(Material supplied Opens)
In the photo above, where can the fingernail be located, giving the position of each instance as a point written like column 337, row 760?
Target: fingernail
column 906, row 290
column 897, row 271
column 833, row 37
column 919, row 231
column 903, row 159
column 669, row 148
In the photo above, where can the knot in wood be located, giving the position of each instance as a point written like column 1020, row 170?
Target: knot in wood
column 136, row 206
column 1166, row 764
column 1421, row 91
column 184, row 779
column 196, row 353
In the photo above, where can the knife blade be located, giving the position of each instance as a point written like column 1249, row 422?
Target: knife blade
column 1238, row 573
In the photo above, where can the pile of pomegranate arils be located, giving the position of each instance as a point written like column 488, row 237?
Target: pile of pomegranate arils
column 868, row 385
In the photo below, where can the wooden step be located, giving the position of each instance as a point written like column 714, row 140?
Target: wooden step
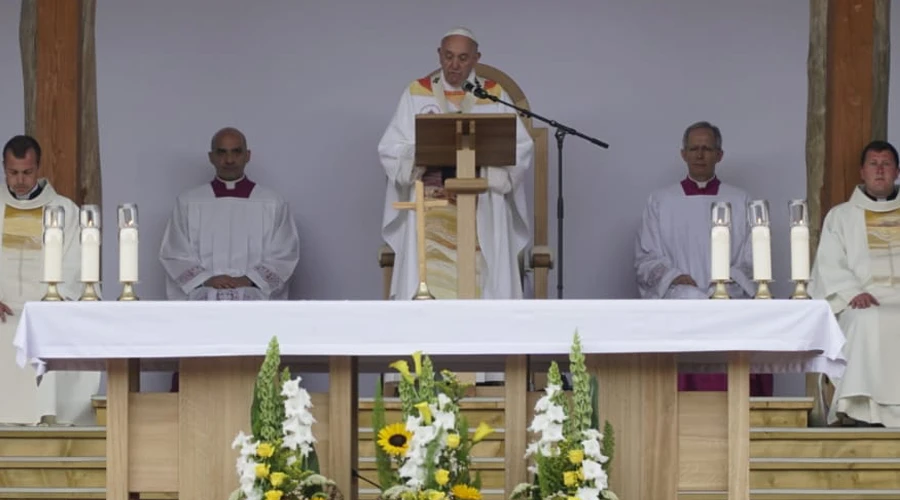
column 844, row 443
column 52, row 442
column 825, row 474
column 52, row 472
column 796, row 495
(Material supplied Closes)
Requirement:
Leave every image out and retype the entries above word for word.

Result for this task:
In the photo above, where can the fingernail be located, giving the position of each instance as a point written like column 337, row 760?
Target: fingernail
column 906, row 290
column 897, row 271
column 833, row 37
column 919, row 231
column 903, row 159
column 669, row 148
In the photo above, where can the knot in wood be located, giving the position of each instance as a point written like column 1020, row 170?
Target: knot in wood
column 136, row 206
column 1166, row 764
column 1421, row 91
column 184, row 779
column 196, row 353
In the photo above, where can the knife blade be located, giving the position of each instance as a point written like column 1249, row 422?
Target: knife blade
column 1238, row 573
In the photo above, where can the pile of pomegranate arils be located, giving the position of each instance as a point written like column 488, row 237?
Target: pile of pomegranate arils
column 868, row 385
In the photo below, where can the wooden step be located, giving the position of each instance as a point written like column 714, row 140?
Target: wooden step
column 844, row 443
column 52, row 442
column 825, row 474
column 52, row 472
column 796, row 495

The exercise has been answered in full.